-- Direction --
Report how many lines in the entries below contain the string "grass". Give only the number.

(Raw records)
——————————
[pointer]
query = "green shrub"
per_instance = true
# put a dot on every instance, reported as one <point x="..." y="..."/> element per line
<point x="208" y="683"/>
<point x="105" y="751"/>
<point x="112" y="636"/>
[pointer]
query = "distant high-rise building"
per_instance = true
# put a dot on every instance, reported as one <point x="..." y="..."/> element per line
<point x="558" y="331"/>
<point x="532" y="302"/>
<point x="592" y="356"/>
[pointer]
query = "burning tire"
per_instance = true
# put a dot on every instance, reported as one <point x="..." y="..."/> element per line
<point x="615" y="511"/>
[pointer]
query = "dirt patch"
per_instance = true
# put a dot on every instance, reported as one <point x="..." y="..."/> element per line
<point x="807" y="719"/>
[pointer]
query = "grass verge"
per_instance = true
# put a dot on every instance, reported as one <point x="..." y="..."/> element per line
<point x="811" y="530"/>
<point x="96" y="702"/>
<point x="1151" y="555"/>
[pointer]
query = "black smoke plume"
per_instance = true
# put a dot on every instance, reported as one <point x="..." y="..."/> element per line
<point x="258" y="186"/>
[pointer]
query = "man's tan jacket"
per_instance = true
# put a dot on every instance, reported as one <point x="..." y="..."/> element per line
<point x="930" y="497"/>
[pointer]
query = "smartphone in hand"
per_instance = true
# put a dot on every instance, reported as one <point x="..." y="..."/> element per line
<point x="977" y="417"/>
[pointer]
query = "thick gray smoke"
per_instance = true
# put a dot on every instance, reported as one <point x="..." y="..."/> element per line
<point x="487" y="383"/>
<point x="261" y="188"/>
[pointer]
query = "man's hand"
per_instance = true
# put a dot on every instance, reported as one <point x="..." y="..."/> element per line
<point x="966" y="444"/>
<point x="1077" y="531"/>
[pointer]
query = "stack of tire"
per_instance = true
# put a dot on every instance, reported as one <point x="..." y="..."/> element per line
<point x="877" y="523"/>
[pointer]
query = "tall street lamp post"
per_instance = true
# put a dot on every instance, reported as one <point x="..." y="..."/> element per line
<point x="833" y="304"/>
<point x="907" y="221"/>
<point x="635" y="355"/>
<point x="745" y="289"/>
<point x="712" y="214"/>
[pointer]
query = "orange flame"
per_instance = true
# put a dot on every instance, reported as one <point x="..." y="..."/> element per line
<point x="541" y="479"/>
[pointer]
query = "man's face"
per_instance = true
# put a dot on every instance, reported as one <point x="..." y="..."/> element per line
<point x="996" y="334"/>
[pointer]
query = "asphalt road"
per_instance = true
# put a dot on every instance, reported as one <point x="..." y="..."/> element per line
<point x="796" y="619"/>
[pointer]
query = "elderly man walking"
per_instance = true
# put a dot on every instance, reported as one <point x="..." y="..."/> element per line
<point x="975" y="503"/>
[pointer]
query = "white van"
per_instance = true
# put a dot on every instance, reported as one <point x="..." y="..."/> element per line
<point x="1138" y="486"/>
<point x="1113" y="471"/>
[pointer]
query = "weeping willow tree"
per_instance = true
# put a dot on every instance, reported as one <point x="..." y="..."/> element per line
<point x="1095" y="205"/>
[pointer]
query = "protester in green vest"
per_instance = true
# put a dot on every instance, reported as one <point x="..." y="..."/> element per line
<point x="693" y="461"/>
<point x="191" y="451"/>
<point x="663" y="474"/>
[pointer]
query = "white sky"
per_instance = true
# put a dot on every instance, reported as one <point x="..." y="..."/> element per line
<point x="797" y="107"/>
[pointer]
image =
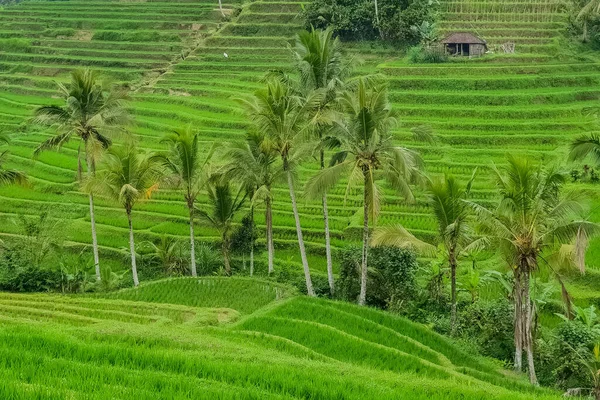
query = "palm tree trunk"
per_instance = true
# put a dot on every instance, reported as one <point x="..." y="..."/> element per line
<point x="528" y="340"/>
<point x="225" y="251"/>
<point x="452" y="259"/>
<point x="363" y="267"/>
<point x="309" y="287"/>
<point x="269" y="222"/>
<point x="518" y="300"/>
<point x="92" y="171"/>
<point x="192" y="243"/>
<point x="327" y="236"/>
<point x="136" y="281"/>
<point x="252" y="240"/>
<point x="94" y="240"/>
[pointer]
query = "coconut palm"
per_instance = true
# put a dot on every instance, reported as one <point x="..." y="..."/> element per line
<point x="531" y="221"/>
<point x="189" y="169"/>
<point x="223" y="206"/>
<point x="367" y="154"/>
<point x="91" y="110"/>
<point x="320" y="65"/>
<point x="447" y="200"/>
<point x="253" y="166"/>
<point x="9" y="176"/>
<point x="590" y="10"/>
<point x="128" y="176"/>
<point x="283" y="117"/>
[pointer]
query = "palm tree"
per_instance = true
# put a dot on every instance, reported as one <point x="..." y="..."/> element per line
<point x="531" y="220"/>
<point x="253" y="165"/>
<point x="223" y="206"/>
<point x="447" y="200"/>
<point x="90" y="111"/>
<point x="189" y="169"/>
<point x="368" y="154"/>
<point x="586" y="14"/>
<point x="320" y="65"/>
<point x="283" y="117"/>
<point x="9" y="176"/>
<point x="128" y="176"/>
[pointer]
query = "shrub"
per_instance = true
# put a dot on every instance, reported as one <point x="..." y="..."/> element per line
<point x="560" y="358"/>
<point x="391" y="276"/>
<point x="490" y="326"/>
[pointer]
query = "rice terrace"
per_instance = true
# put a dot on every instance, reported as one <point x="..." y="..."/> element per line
<point x="282" y="199"/>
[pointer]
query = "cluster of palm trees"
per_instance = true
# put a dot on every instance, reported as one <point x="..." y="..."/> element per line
<point x="322" y="112"/>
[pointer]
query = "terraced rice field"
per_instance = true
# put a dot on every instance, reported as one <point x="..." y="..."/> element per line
<point x="78" y="347"/>
<point x="173" y="53"/>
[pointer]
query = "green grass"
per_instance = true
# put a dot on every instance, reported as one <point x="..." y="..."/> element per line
<point x="88" y="347"/>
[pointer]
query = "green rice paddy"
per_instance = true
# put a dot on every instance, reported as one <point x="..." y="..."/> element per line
<point x="266" y="344"/>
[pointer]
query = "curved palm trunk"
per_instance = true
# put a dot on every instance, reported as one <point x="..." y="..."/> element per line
<point x="269" y="223"/>
<point x="452" y="262"/>
<point x="528" y="339"/>
<point x="92" y="171"/>
<point x="309" y="287"/>
<point x="225" y="251"/>
<point x="192" y="243"/>
<point x="252" y="240"/>
<point x="94" y="240"/>
<point x="327" y="236"/>
<point x="518" y="320"/>
<point x="363" y="267"/>
<point x="136" y="281"/>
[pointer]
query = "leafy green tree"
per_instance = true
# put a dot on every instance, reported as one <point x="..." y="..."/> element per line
<point x="91" y="110"/>
<point x="319" y="61"/>
<point x="447" y="200"/>
<point x="128" y="177"/>
<point x="283" y="117"/>
<point x="532" y="219"/>
<point x="253" y="164"/>
<point x="9" y="176"/>
<point x="223" y="206"/>
<point x="189" y="168"/>
<point x="368" y="154"/>
<point x="589" y="11"/>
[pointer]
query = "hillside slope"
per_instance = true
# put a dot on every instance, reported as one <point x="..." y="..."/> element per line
<point x="186" y="66"/>
<point x="91" y="348"/>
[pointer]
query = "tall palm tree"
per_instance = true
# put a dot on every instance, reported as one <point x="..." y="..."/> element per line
<point x="283" y="116"/>
<point x="9" y="176"/>
<point x="223" y="206"/>
<point x="368" y="154"/>
<point x="91" y="110"/>
<point x="447" y="200"/>
<point x="320" y="64"/>
<point x="128" y="176"/>
<point x="531" y="220"/>
<point x="590" y="10"/>
<point x="253" y="166"/>
<point x="189" y="169"/>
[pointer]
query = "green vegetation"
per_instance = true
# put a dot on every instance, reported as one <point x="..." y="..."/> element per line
<point x="192" y="65"/>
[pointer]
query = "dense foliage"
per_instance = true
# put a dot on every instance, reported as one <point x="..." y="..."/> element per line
<point x="357" y="20"/>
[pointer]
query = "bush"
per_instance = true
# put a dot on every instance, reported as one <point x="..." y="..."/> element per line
<point x="391" y="276"/>
<point x="490" y="326"/>
<point x="560" y="358"/>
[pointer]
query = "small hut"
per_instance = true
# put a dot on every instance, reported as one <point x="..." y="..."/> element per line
<point x="464" y="44"/>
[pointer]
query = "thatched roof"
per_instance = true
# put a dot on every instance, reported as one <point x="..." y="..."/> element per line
<point x="463" y="37"/>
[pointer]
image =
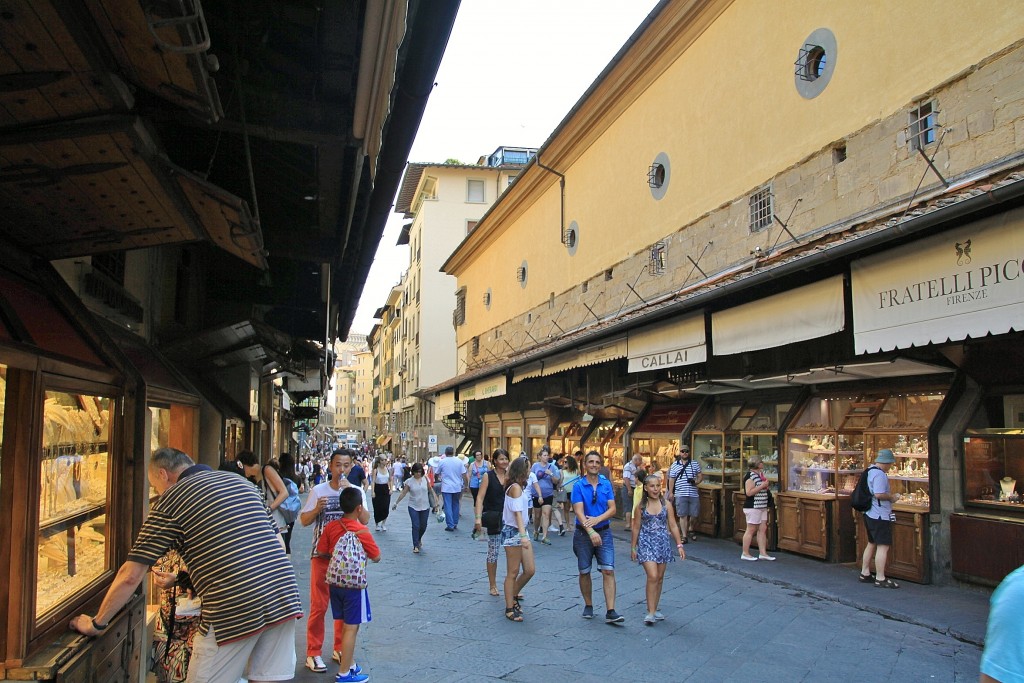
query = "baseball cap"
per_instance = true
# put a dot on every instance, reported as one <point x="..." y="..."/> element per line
<point x="885" y="457"/>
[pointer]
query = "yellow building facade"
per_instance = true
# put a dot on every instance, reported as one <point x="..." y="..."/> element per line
<point x="774" y="228"/>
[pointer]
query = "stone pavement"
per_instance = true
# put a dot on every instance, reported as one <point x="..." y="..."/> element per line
<point x="794" y="620"/>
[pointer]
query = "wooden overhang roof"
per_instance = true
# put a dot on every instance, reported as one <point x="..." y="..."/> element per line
<point x="230" y="124"/>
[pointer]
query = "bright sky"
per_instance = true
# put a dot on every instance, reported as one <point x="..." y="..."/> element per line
<point x="510" y="74"/>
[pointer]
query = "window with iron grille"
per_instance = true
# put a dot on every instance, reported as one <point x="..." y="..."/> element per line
<point x="761" y="209"/>
<point x="923" y="125"/>
<point x="657" y="259"/>
<point x="459" y="316"/>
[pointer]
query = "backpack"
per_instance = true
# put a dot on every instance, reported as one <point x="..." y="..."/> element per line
<point x="860" y="499"/>
<point x="290" y="508"/>
<point x="347" y="567"/>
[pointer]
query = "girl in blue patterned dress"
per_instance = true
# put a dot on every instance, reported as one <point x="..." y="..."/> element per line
<point x="653" y="520"/>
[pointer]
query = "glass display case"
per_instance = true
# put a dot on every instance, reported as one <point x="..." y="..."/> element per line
<point x="606" y="438"/>
<point x="993" y="467"/>
<point x="73" y="537"/>
<point x="825" y="463"/>
<point x="718" y="455"/>
<point x="909" y="476"/>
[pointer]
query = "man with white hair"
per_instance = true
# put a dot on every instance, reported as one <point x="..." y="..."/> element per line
<point x="236" y="557"/>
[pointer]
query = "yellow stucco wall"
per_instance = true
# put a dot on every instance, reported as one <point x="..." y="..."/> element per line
<point x="729" y="117"/>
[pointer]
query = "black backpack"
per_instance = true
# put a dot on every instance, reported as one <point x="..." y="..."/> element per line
<point x="860" y="499"/>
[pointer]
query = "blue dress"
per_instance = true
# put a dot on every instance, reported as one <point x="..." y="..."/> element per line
<point x="654" y="543"/>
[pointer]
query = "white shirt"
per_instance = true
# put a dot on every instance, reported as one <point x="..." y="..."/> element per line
<point x="453" y="473"/>
<point x="332" y="508"/>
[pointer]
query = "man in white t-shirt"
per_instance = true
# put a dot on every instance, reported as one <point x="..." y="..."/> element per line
<point x="455" y="479"/>
<point x="323" y="505"/>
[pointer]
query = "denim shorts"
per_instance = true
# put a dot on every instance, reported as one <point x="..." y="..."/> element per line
<point x="510" y="537"/>
<point x="586" y="551"/>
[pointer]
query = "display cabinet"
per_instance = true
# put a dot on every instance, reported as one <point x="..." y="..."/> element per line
<point x="824" y="463"/>
<point x="72" y="536"/>
<point x="906" y="559"/>
<point x="832" y="441"/>
<point x="993" y="468"/>
<point x="718" y="455"/>
<point x="909" y="474"/>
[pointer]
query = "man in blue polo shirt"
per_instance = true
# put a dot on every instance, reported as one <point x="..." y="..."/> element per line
<point x="594" y="504"/>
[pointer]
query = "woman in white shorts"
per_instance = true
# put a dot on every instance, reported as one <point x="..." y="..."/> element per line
<point x="756" y="509"/>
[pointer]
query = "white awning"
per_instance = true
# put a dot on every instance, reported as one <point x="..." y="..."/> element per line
<point x="444" y="404"/>
<point x="968" y="282"/>
<point x="806" y="312"/>
<point x="526" y="372"/>
<point x="848" y="373"/>
<point x="678" y="342"/>
<point x="607" y="350"/>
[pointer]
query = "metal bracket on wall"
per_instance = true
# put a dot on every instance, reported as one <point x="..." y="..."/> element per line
<point x="695" y="266"/>
<point x="931" y="167"/>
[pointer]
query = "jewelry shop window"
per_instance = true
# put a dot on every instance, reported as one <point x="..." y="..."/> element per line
<point x="73" y="536"/>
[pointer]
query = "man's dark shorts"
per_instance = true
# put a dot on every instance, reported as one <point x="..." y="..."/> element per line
<point x="880" y="531"/>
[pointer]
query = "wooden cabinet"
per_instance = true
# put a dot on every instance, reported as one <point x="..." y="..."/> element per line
<point x="739" y="521"/>
<point x="907" y="556"/>
<point x="716" y="511"/>
<point x="804" y="523"/>
<point x="114" y="655"/>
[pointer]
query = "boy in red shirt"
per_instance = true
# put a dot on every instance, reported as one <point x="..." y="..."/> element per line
<point x="349" y="606"/>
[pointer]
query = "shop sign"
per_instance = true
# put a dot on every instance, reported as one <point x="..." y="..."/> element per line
<point x="491" y="387"/>
<point x="965" y="283"/>
<point x="678" y="342"/>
——————————
-- Result --
2